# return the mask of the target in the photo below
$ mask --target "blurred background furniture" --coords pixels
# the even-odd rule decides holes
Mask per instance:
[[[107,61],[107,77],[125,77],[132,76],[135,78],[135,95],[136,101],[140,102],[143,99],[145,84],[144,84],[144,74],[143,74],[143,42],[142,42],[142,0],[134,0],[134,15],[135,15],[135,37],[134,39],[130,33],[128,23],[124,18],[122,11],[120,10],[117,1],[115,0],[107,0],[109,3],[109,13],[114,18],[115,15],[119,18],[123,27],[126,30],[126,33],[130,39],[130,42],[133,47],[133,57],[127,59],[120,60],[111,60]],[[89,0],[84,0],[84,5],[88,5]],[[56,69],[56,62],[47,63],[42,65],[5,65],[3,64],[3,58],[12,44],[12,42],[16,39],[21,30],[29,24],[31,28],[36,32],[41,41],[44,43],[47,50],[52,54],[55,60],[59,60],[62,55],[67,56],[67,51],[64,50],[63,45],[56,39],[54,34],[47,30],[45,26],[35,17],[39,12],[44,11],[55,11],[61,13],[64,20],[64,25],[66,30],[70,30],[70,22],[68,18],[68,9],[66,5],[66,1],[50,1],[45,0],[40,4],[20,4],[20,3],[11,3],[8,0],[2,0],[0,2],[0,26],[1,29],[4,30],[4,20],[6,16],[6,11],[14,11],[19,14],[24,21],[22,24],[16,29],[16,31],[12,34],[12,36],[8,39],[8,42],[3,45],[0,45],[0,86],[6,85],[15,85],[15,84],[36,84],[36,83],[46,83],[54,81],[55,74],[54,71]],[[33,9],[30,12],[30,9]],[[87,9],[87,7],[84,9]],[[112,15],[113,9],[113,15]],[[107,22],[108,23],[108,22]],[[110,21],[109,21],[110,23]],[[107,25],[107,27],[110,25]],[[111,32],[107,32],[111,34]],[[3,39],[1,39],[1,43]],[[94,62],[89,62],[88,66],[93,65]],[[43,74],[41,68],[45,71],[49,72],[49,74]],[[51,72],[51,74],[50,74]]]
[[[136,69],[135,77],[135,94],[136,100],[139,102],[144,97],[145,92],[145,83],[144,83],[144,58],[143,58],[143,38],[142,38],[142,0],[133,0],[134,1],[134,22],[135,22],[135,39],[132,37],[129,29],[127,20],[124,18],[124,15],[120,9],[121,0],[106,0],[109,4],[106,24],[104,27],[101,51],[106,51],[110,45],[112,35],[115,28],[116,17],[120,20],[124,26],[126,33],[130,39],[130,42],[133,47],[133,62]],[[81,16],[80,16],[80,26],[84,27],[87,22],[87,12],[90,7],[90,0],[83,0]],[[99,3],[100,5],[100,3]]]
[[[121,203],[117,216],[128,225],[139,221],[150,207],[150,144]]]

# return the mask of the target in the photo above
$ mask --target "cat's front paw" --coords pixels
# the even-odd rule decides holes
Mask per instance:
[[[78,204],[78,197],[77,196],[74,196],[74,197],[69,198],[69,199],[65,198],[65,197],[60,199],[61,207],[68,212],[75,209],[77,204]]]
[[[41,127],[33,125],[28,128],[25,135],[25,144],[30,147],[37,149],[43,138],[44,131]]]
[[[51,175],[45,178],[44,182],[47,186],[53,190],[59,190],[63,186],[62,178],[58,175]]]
####
Every entry in the listing must be retyped exactly.

# Reply to the exercise:
# return the mask of the target in the photo below
$ mask --target "blurred background furniture" --coords pixels
# the even-odd rule decides holes
Mask per instance:
[[[107,61],[107,77],[125,77],[132,76],[135,78],[135,95],[136,101],[140,102],[143,99],[145,84],[144,84],[144,74],[143,74],[143,42],[142,42],[142,0],[134,0],[134,15],[135,15],[135,37],[134,39],[130,33],[128,23],[124,18],[122,11],[120,10],[117,1],[115,0],[107,0],[109,3],[109,13],[114,18],[115,15],[119,18],[123,27],[126,30],[126,33],[130,39],[130,42],[133,47],[133,57],[127,59],[120,60],[111,60]],[[89,0],[84,0],[84,5],[88,5]],[[56,69],[56,62],[47,63],[42,65],[5,65],[3,64],[3,58],[12,44],[12,42],[16,39],[21,30],[29,24],[31,28],[36,32],[41,41],[44,43],[47,50],[52,54],[55,60],[59,60],[62,55],[67,56],[67,51],[64,50],[63,45],[56,39],[54,34],[47,30],[45,26],[35,17],[39,12],[44,11],[55,11],[61,13],[64,20],[64,25],[66,30],[70,30],[70,22],[68,18],[68,9],[66,5],[66,1],[50,1],[45,0],[40,4],[20,4],[20,3],[11,3],[8,0],[2,0],[0,2],[0,26],[1,29],[4,30],[4,20],[6,16],[6,11],[14,11],[19,14],[24,21],[22,24],[16,29],[16,31],[12,34],[12,36],[8,39],[8,42],[3,45],[0,45],[0,86],[6,85],[15,85],[15,84],[36,84],[36,83],[46,83],[54,81],[55,74],[54,71]],[[33,9],[30,12],[30,9]],[[87,9],[87,7],[84,9]],[[112,15],[113,9],[113,15]],[[107,22],[108,23],[108,22]],[[110,21],[109,21],[110,23]],[[107,25],[107,27],[110,25]],[[111,32],[107,32],[111,34]],[[3,39],[1,39],[1,43]],[[94,62],[89,62],[88,66],[93,65]],[[43,74],[41,68],[45,71],[49,72],[49,74]],[[51,72],[51,74],[50,74]]]
[[[136,69],[135,77],[135,94],[136,100],[139,102],[144,97],[145,92],[145,83],[144,83],[144,58],[143,58],[143,38],[142,38],[142,0],[133,0],[134,1],[134,22],[135,22],[135,39],[132,37],[129,29],[127,20],[124,18],[124,15],[120,9],[121,0],[106,0],[109,4],[106,24],[104,27],[101,51],[106,51],[110,45],[112,35],[115,28],[116,17],[120,20],[124,26],[126,33],[130,39],[130,42],[133,47],[133,62]],[[81,16],[80,16],[80,26],[84,27],[87,22],[87,12],[90,7],[90,0],[83,0]],[[99,3],[100,5],[100,3]]]
[[[121,203],[117,216],[128,225],[139,221],[150,207],[150,144]]]

# return the mask of the target in the photo above
$ mask --target "cat's front paw" --coords pixels
# the even-odd rule decides holes
Mask per instance:
[[[78,204],[78,197],[77,196],[74,196],[74,197],[69,198],[69,199],[65,198],[65,197],[60,199],[61,207],[68,212],[75,209],[77,204]]]
[[[41,127],[33,125],[28,128],[25,135],[25,144],[30,147],[37,149],[43,138],[44,131]]]
[[[51,175],[45,178],[44,182],[47,186],[53,190],[59,190],[63,186],[62,178],[58,175]]]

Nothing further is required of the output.